Reproduce the rows below, substituting "Located at:" for every occurrence of "Found at:" and leaving everything else unchanged.

Items:
•••••
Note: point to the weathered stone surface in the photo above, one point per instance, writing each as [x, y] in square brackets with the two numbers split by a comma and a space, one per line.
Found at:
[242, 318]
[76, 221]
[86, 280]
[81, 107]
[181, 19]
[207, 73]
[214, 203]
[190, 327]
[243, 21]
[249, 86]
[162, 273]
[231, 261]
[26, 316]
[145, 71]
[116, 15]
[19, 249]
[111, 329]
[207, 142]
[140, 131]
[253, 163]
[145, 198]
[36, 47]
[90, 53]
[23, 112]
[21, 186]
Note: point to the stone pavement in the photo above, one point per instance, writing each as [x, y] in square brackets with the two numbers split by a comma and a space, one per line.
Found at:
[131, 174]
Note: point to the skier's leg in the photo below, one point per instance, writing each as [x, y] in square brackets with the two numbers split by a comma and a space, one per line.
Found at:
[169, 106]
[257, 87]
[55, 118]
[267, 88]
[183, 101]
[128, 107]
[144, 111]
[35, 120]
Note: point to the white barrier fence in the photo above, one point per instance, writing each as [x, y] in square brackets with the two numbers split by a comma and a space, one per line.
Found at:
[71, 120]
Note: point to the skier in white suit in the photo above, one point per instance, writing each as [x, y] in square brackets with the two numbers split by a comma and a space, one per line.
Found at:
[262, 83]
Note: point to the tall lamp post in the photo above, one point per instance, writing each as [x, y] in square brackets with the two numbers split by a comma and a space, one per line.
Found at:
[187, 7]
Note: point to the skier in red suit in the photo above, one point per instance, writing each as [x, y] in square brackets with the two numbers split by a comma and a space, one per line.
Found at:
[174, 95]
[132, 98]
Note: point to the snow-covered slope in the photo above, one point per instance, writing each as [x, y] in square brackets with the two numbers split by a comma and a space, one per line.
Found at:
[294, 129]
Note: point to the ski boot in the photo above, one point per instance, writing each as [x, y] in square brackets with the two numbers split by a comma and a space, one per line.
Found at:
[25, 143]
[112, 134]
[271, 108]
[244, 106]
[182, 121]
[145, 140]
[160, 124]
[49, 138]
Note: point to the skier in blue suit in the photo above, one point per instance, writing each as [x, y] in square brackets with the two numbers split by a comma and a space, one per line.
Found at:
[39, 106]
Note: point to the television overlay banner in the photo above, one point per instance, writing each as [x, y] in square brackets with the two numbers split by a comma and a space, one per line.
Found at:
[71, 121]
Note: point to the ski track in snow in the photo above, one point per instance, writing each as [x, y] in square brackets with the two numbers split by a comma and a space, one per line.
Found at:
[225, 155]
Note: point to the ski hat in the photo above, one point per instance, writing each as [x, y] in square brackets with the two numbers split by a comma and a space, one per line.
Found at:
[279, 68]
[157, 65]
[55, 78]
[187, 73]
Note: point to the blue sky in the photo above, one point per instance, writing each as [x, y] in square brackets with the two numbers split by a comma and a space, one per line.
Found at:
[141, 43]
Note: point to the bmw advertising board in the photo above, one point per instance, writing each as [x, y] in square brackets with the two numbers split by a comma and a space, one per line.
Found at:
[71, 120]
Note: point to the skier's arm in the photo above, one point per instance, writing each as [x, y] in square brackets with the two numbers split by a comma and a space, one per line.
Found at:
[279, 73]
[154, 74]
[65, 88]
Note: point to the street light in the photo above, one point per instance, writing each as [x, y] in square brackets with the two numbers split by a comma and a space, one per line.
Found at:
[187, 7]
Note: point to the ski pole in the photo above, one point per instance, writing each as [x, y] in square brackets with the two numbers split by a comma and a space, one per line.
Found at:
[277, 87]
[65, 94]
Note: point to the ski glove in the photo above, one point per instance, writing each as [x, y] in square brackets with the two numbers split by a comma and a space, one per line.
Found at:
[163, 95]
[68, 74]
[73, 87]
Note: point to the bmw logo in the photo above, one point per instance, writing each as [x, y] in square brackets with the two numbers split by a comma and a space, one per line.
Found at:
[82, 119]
•••••
Solution to the problem:
Note: point to the weathered stone surface in the photo above, one point per instance, writing each as [x, y] in square brackets with the two numbers split by a comma and a space, one per line.
Located at:
[242, 318]
[76, 221]
[86, 280]
[81, 107]
[181, 19]
[207, 73]
[214, 203]
[190, 327]
[243, 21]
[249, 86]
[162, 273]
[231, 261]
[26, 316]
[145, 71]
[116, 15]
[19, 249]
[111, 329]
[207, 142]
[140, 131]
[253, 163]
[145, 198]
[36, 47]
[90, 53]
[23, 112]
[21, 186]
Note: point to the stone pavement in the photo above, one point per instance, writing each as [x, y] in square brackets with the two numbers split by a comma and a space, one per line.
Located at:
[131, 174]
Note: point to the skier's leg in the photo below, one point per instance, writing each as [x, y] in square brackets with the two numbers split by a comma and a space, one per line.
Located at:
[169, 106]
[257, 87]
[55, 118]
[267, 88]
[183, 101]
[128, 107]
[144, 111]
[35, 120]
Note: point to the white barrier fence in the photo above, one point per instance, writing each as [x, y] in square brackets with the two numbers split by a comma and a space, one per line.
Located at:
[71, 120]
Note: point to the skier in white suit in the photo above, one point per instance, writing each as [x, y] in square brackets with the two numbers split by a comma and a space, one per line.
Located at:
[262, 83]
Note: point to the tall lamp post in the photo above, one point per instance, writing each as [x, y] in square brackets with the two numbers split by a comma and a space, one per line.
Located at:
[187, 7]
Note: point to the skier in red suit in the photo above, one point per instance, writing each as [x, y] in square brackets with the two numbers split by a comma and a space, one per line.
Located at:
[174, 95]
[132, 98]
Note: point to the snow-covered slope in the photo above, one point per instance, writing each as [x, y] in square brackets with the two numbers split by a comma and a space, one per line.
Located at:
[294, 129]
Note: point to the ski boot in the photo above, one point per instance, writing each as [x, y] in square brackets with the two numbers split by a comma and a space, one per line.
Located at:
[25, 143]
[112, 134]
[271, 108]
[244, 106]
[182, 121]
[145, 140]
[160, 124]
[49, 138]
Note: point to the skier in blue suit in the photo above, one point per instance, writing each as [x, y] in square brackets with the two numbers split by a comma and a space, one per line.
Located at:
[39, 106]
Note: point to the television overlay banner in the photo above, one point per instance, writing each as [x, y] in square brackets with the two numbers split by a comma and a space, one per line.
Located at:
[71, 121]
Note: point to the ski track in snow in the photo above, one point per instance, writing each as [x, y] in square brackets with the two numbers split by a comma and a space, one per line.
Located at:
[225, 155]
Note: point to the ski hat in the photo above, one point per instance, writing each as [x, y] in square brackets with the two numbers split by a comma and a space, one per line.
Located at:
[279, 68]
[157, 65]
[55, 78]
[187, 73]
Note: point to the blue sky in the photo above, one point per instance, writing each as [x, y] in square brackets with the two numbers split by a comma and a space, one per line.
Located at:
[141, 43]
Note: point to the bmw advertising board in the photo above, one point per instance, writing each as [x, y] in square brackets with the two numbers split by a comma and a space, one per line.
Located at:
[71, 120]
Note: point to the skier's arm in the photo above, one point per instance, writing each as [x, y] in square brackets with the two numbers split by a comma and a space, one per line.
Located at:
[279, 73]
[154, 74]
[65, 88]
Note: point to the street light in the photo above, one point per instance, writing each as [x, y] in square brackets with the two numbers split by a comma and a space, one per line.
Located at:
[187, 7]
Note: point to the ski pole in the photo above, one point per instance, writing each as [x, y] in square brackets with the two numbers split by a comma and a space, one per line.
Located at:
[277, 87]
[65, 94]
Note: point to the ski glove in the photo above, one point per instance, writing each as [x, y] in square brackets with the two numbers split by a comma and a space, one per line.
Located at:
[163, 95]
[68, 74]
[73, 87]
Note: point to the bmw logo in the photo above, one point per instance, writing each as [x, y] in square brackets with the two numbers split by a comma and a space, one per line.
Located at:
[82, 119]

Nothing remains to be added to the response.